In 2009, the Smithsonian American Art Museum presented a retrospective of Wiley's career titled What's It All Mean: William T. Wiley in Retrospect, from October 2, 2009, through January 24, 2010. A review in The Wall Street Journal stated: "Mr. Wiley's work is unlike any other in recent art... He is less a contemporary artist than a national treasure."

In 2010, the retrospective moved to the Berkeley Art Museum, from March 17 to July 18. The catalogue for the retrospective, "What's It All Mean: William T. Wiley in Retrospect", was co-published by the Smithsonian American Art Museum and University of California Press. In 2017, Wiley was the subject of a solo exhibition at the Bivins Gallery in Dallas, Texas, William T. Wiley: Where the Rub Her Meats the Rode.

In addition to his extensive work as a painter and sculptor, Wiley was a dedicated printmaker, working with Landfall Press, Crown Point Press, Cirrus Editions, Magnolia Editions, Electric Works, Trillium Press, Shark's Ink, and other printmaking companies. He also created several limited edition art books in collaboration with Arion Press where he created art for "Godot", an imaginary staging of "Waiting For Godot", and "Don Quixote, Books I and II by Miguel de Cervantes"

══════

# TASKS
(1) Please write out the part of the passage on William T. Wiley from "In 2009, the" to "Meats the Rode.".
(2) Name every printmaking company that the passage on William T. Wiley says he worked with.
(3) According to the passage on William T. Wiley, which gallery held his 2017 solo exhibition?

# EXCERPTED DATA

══════

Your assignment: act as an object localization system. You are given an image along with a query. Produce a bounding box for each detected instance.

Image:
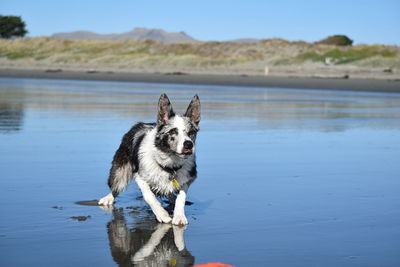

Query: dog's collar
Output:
[158,163,183,180]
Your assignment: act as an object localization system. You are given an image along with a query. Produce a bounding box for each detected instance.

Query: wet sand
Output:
[0,78,400,267]
[0,69,400,93]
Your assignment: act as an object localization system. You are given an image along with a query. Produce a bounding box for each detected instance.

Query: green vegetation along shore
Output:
[0,37,400,79]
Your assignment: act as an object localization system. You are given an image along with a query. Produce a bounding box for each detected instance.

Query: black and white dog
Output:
[99,94,200,225]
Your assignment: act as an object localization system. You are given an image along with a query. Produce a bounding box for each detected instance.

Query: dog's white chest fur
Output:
[135,129,194,196]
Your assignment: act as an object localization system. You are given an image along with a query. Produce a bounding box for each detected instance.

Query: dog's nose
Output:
[183,140,193,149]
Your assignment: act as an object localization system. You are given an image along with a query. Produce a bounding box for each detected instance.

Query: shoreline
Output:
[0,69,400,93]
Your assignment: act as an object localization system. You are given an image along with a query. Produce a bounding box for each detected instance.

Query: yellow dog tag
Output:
[171,179,181,189]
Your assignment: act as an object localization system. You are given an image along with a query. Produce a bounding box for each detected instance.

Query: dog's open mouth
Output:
[182,148,193,155]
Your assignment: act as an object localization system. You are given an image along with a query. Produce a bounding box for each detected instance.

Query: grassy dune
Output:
[0,37,400,75]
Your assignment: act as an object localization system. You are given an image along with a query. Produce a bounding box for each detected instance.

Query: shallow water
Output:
[0,78,400,266]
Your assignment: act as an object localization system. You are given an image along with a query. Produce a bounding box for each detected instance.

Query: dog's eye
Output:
[168,128,178,135]
[188,130,196,138]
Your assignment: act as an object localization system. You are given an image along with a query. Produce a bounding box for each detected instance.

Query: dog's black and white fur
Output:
[99,94,200,225]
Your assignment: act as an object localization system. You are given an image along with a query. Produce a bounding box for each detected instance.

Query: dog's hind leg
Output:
[135,177,172,223]
[99,162,133,206]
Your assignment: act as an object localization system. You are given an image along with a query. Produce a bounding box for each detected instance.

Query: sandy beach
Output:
[0,69,400,93]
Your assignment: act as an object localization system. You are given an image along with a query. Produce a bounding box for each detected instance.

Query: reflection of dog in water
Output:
[99,94,200,225]
[107,210,194,266]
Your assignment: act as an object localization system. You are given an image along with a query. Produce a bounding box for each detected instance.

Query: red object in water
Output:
[193,262,234,267]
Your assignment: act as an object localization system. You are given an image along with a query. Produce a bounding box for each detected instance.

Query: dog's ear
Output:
[185,95,200,125]
[157,94,175,124]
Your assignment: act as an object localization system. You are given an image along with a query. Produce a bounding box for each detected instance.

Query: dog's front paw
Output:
[98,193,114,206]
[154,209,172,223]
[172,214,188,225]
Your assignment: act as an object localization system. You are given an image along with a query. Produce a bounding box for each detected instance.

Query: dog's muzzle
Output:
[182,140,193,155]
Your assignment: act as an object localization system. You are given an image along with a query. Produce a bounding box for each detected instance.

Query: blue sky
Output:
[0,0,400,45]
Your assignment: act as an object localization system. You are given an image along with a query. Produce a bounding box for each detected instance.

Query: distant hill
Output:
[227,38,261,44]
[50,28,197,43]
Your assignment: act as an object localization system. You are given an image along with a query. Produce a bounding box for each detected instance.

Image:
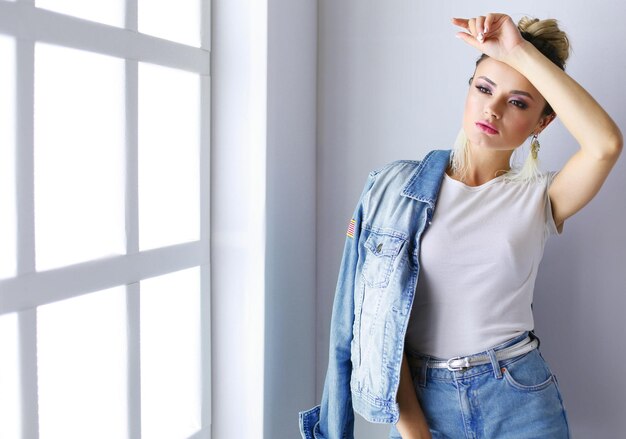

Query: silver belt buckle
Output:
[446,357,471,372]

══════

# RESULTS BY TASK
(1)
In 2009, the Smithsonian American Art Museum presented a retrospective of Wiley's career titled What's It All Mean: William T. Wiley in Retrospect, from October 2, 2009, through January 24, 2010. A review in The Wall Street Journal stated: "Mr. Wiley's work is unlike any other in recent art... He is less a contemporary artist than a national treasure."

In 2010, the retrospective moved to the Berkeley Art Museum, from March 17 to July 18. The catalogue for the retrospective, "What's It All Mean: William T. Wiley in Retrospect", was co-published by the Smithsonian American Art Museum and University of California Press. In 2017, Wiley was the subject of a solo exhibition at the Bivins Gallery in Dallas, Texas, William T. Wiley: Where the Rub Her Meats the Rode.

(2)
Landfall Press
Crown Point Press
Cirrus Editions
Magnolia Editions
Electric Works
Trillium Press
Shark's Ink

(3) The Bivins Gallery in Dallas, Texas.